→ TASK TO CARRY OUT
Repeat the data exactly as it appears.

Natural language region descriptions:
════════════════

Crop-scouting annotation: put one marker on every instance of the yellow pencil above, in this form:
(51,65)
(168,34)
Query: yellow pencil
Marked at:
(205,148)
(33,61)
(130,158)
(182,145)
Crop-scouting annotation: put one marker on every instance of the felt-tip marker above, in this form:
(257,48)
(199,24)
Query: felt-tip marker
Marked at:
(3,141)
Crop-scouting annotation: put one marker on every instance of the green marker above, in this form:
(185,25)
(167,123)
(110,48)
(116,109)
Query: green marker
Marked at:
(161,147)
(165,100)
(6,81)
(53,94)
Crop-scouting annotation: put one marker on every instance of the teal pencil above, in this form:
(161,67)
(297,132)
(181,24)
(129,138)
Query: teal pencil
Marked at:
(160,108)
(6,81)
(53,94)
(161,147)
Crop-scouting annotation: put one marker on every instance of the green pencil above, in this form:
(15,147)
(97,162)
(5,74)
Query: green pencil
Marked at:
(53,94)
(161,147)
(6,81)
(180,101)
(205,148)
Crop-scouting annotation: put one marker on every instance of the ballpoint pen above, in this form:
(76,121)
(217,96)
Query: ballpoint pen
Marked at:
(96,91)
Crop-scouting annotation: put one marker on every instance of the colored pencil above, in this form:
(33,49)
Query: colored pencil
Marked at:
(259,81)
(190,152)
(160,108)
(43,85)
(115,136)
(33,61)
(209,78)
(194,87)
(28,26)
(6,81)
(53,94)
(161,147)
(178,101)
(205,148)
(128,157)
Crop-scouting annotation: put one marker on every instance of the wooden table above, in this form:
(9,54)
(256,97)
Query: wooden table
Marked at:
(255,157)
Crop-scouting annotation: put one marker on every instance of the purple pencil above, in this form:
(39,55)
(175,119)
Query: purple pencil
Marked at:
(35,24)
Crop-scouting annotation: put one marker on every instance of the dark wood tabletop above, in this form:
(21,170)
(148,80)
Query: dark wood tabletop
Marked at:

════════════════

→ YOUR SOLUTION
Crop-scouting annotation: put one marker on every instance of the yellow pencil above, in this form:
(51,65)
(168,34)
Query: yellow pencil
Marked at:
(205,148)
(33,61)
(130,158)
(182,145)
Crop-scouting annotation: put one marker on every instance of the felt-tip marker above, in this form:
(257,48)
(199,24)
Query: felt-tip marker
Marked at:
(3,141)
Crop-scouting annotation: put one marker on every instance of the green marker above, in this form:
(185,25)
(167,123)
(110,48)
(116,109)
Query: green marker
Marked at:
(161,147)
(165,100)
(6,81)
(53,94)
Crop-scouting annotation: put one marker on every instance of the teal pencil above, in this form:
(161,67)
(297,132)
(181,24)
(129,138)
Query: teal pencil
Marked at:
(160,108)
(6,81)
(53,94)
(161,147)
Crop-scouting annotation: put one marker on every instance of the green pencil above, in this form:
(15,147)
(97,162)
(5,74)
Query: green pencil
Marked at:
(53,94)
(161,147)
(6,81)
(180,101)
(205,148)
Crop-scouting annotation: put one marker on every instance of the ballpoint pen above, in this form:
(76,121)
(217,96)
Query: ballpoint pen
Marked at:
(96,91)
Crop-scouting annotation: put one marker on every instance of the colored pencil above, in this form:
(33,49)
Query: colored pencil
Marked at:
(259,81)
(190,152)
(160,108)
(43,85)
(115,136)
(33,61)
(209,78)
(194,87)
(28,26)
(6,81)
(53,94)
(161,147)
(178,101)
(205,148)
(128,157)
Crop-scouting annotation: put one marker on every instance of the wooden table above, in this form:
(9,54)
(256,97)
Query: wooden table
Marked at:
(255,157)
Crop-scouting annotation: put one marker on every instance of the purple pencil above, in this form:
(39,55)
(175,119)
Query: purple pencil
Marked at:
(35,24)
Crop-scouting annotation: put one marker on every instance of the dark wood tabletop above, in this form:
(21,170)
(148,80)
Query: dark wood tabletop
Marked at:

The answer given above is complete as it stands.